* BEGIN Extract provided *

At the heart of an inertial system are Microelectromechanical sensors (MEMS). These sensors benefit from Moore’s Law by becoming smaller, more accurate and more affordable and have gone from single axis devices to two and three axis devices. The two main types of inertial sensors are Accelerometers and Gyros. Both these devices use similar manufacturing techniques to create a cantilever or diving board structure where the mass causes the beam to deflect and the relative gap distance can be measured from the rest position.
In an Accelerometer, if there are no forces acting, there is still a small amount of noise in sampling measurements which can be mistaken for small motions. Larger motions are easily measured as they generally contain more signal than noise. However, after a significant deflection, the device either hits its limits or becomes non-linear and can no longer measure deflections or the causing forces accurately. Within its limits, which are defined by the stiffness of the cantilever and the mass, these devices are able to measure about one part in a thousand typically between a dynamic range 0.1 Gravity (G) and 10 G. For short measurement periods or with enough filtering by taking multiple samples and averaging them together, these devices can be extremely useful for measurements of forces which can be integrated to provide velocities and positions relative to the rest pose.
By using gravity as a reference, accelerometers can be used to provide inclination and measure rotations by centripetal forces but will drift over a period of several seconds to minutes.
MEMS Gyros use similar techniques in a tuning fork or other arrangement where the mass is driven in a vibratory manner and the deflection forces alter the path or frequency of vibration. These use more power than accelerometers since the mass must be driven, and measure rotations in degrees per second with a range of 0.01 degree per second to several hundreds of degrees per second, but noise values up to 0.2 degrees per second, requiring external measurements of vibration, temperature and absolute position.
Combining these low cost devices with optical or other motion capture systems will produce hybrids that have reduced occlusion problems. Since optical systems often suffer momentary occlusions usually under a second, and MEMS devices are very accurate for such short periods, the combined systems will be much more productive in reducing manual labor in “fixing” motion capture data.

* END Extract provided *

**Stated goal 1**
Answer these questions using the text on MEMS inertial sensors:
(a) What are the two main types of inertial sensors?
(b) Between what values does the typical dynamic range of these accelerometers fall?
(c) Why do MEMS gyros use more power than accelerometers?
**Stated goal 2**
Reproduce the MEMS sensors text word for word, starting from "By using gravity" up to and including "and absolute position.".

* BEGIN Data rows *

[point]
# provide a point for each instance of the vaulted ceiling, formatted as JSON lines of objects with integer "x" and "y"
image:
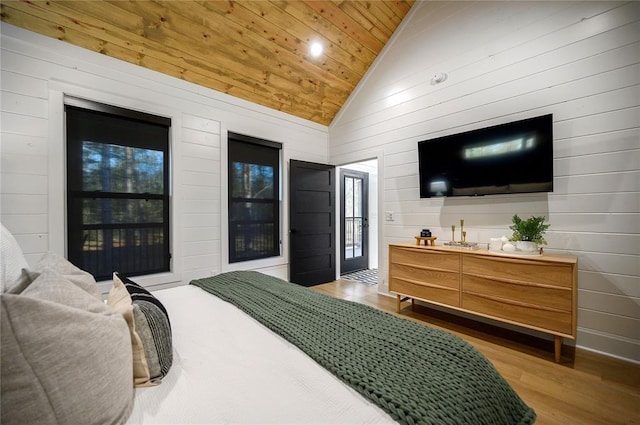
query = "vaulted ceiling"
{"x": 253, "y": 50}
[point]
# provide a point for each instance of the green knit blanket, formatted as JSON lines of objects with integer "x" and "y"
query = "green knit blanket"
{"x": 417, "y": 374}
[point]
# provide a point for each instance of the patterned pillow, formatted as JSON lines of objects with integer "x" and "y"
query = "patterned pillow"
{"x": 151, "y": 331}
{"x": 63, "y": 354}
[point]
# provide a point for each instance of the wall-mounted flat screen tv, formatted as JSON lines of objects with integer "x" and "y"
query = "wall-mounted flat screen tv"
{"x": 516, "y": 157}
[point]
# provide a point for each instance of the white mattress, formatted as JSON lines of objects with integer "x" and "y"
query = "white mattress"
{"x": 230, "y": 369}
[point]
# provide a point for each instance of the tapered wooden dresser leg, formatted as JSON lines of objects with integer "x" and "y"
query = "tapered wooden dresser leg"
{"x": 558, "y": 348}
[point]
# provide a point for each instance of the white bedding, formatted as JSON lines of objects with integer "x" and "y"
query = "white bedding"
{"x": 228, "y": 368}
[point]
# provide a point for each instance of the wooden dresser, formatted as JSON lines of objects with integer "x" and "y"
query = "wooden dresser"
{"x": 535, "y": 292}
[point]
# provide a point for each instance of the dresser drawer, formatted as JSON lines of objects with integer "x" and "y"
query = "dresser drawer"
{"x": 519, "y": 270}
{"x": 544, "y": 319}
{"x": 428, "y": 276}
{"x": 554, "y": 297}
{"x": 425, "y": 292}
{"x": 439, "y": 260}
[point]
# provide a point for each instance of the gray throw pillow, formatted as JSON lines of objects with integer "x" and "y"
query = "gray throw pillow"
{"x": 66, "y": 356}
{"x": 153, "y": 327}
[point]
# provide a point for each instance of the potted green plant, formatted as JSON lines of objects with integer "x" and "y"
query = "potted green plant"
{"x": 528, "y": 234}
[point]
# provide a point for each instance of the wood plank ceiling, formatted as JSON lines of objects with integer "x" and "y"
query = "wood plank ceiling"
{"x": 254, "y": 50}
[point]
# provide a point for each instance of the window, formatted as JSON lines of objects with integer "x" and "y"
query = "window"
{"x": 254, "y": 198}
{"x": 117, "y": 190}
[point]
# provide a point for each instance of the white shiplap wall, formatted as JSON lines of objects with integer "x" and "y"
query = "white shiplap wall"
{"x": 507, "y": 61}
{"x": 37, "y": 72}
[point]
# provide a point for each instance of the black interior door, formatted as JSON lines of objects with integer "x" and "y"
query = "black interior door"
{"x": 312, "y": 223}
{"x": 354, "y": 221}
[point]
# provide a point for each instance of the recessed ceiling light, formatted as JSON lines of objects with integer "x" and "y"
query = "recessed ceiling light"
{"x": 315, "y": 49}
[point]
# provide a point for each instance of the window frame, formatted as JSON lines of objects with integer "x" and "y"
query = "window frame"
{"x": 276, "y": 201}
{"x": 97, "y": 108}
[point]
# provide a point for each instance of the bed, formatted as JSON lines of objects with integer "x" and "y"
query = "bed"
{"x": 241, "y": 348}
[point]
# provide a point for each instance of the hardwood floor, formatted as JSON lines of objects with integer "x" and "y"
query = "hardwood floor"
{"x": 584, "y": 388}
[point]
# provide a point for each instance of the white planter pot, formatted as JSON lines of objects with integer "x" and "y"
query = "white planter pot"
{"x": 526, "y": 246}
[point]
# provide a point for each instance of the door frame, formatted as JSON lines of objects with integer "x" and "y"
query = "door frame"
{"x": 381, "y": 245}
{"x": 361, "y": 262}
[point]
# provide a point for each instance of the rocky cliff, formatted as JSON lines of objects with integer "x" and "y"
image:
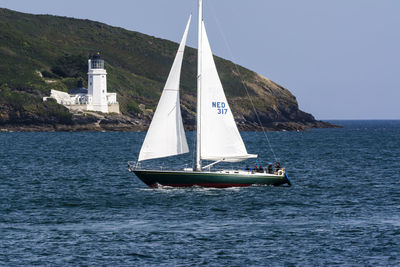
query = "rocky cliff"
{"x": 43, "y": 52}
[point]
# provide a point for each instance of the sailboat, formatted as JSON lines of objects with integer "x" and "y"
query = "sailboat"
{"x": 217, "y": 136}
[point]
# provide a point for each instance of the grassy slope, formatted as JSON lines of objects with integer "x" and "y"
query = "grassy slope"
{"x": 137, "y": 65}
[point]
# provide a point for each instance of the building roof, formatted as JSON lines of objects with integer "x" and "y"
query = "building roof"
{"x": 78, "y": 91}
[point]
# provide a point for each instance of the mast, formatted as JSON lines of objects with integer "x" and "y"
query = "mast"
{"x": 199, "y": 51}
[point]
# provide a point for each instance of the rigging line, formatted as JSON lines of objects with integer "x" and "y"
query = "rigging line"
{"x": 244, "y": 85}
{"x": 194, "y": 148}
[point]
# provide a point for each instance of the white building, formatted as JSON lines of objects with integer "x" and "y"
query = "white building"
{"x": 96, "y": 97}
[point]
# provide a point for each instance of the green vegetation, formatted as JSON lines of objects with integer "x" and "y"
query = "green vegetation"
{"x": 43, "y": 52}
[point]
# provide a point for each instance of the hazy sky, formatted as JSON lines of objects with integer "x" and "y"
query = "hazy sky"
{"x": 340, "y": 58}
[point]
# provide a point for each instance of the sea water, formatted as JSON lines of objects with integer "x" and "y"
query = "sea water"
{"x": 67, "y": 199}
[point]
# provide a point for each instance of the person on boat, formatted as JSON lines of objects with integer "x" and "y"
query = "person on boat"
{"x": 270, "y": 170}
{"x": 278, "y": 166}
{"x": 260, "y": 169}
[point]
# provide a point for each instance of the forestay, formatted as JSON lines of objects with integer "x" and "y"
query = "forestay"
{"x": 220, "y": 138}
{"x": 166, "y": 136}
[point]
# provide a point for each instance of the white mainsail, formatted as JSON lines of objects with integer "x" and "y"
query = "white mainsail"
{"x": 220, "y": 137}
{"x": 166, "y": 136}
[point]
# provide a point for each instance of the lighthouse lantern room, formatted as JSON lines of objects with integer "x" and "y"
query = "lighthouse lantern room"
{"x": 97, "y": 84}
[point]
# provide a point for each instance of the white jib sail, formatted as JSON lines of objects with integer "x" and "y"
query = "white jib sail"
{"x": 220, "y": 137}
{"x": 166, "y": 136}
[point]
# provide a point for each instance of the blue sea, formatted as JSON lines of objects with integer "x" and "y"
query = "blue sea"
{"x": 67, "y": 199}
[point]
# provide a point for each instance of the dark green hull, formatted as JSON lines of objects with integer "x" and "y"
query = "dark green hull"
{"x": 155, "y": 178}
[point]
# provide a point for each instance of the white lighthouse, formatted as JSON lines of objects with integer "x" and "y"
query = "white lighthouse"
{"x": 97, "y": 85}
{"x": 95, "y": 98}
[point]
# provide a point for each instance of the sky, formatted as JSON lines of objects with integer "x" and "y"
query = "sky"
{"x": 340, "y": 58}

* END Data rows *

**Complete answer 1**
(a) Accelerometers and gyros.
(b) Between 0.1 G and 10 G.
(c) Because the mass must be driven.

**Complete answer 2**
By using gravity as a reference, accelerometers can be used to provide inclination and measure rotations by centripetal forces but will drift over a period of several seconds to minutes.
MEMS Gyros use similar techniques in a tuning fork or other arrangement where the mass is driven in a vibratory manner and the deflection forces alter the path or frequency of vibration. These use more power than accelerometers since the mass must be driven, and measure rotations in degrees per second with a range of 0.01 degree per second to several hundreds of degrees per second, but noise values up to 0.2 degrees per second, requiring external measurements of vibration, temperature and absolute position.